• **Exercise directions**
Select every line below containing the word "Kindly".

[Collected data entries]
▬▬▬▬▬▬

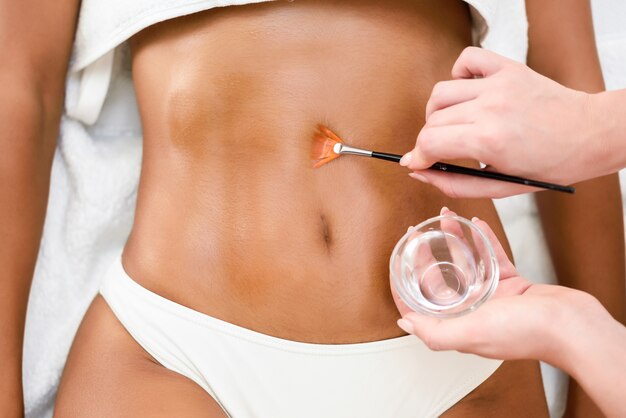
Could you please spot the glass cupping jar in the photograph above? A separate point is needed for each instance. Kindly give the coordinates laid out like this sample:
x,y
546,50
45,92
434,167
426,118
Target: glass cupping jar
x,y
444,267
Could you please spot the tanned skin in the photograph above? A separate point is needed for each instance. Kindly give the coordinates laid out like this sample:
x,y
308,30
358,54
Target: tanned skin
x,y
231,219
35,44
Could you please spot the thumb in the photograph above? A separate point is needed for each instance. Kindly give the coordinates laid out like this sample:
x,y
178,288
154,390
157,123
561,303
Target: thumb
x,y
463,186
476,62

▬▬▬▬▬▬

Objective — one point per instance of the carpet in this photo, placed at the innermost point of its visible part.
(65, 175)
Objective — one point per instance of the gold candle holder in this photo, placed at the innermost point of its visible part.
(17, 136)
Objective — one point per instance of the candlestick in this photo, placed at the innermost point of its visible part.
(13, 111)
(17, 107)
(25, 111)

▬▬▬▬▬▬

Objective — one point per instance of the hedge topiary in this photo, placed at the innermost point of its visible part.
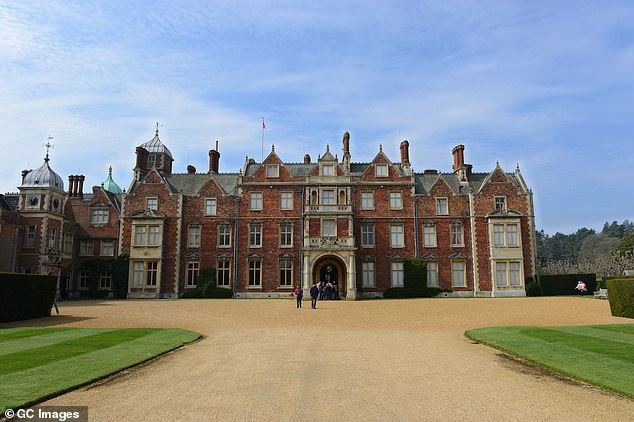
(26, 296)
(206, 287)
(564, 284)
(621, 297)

▬▬▬▬▬▬

• **Answer to this problem**
Could you please spot the glass cupping jar in the photograph above? A separate point is needed for each instance. Kindly give the coordinates laid out like this sample:
Could you please spot the tanned skin in the photograph above? A separate point is needed for each instance. Kindly give the coordinates laid out like this sample:
Could you please spot the thumb in the photograph above? A separate point is needed for each instance. Kindly give the coordinates laid out like this sample:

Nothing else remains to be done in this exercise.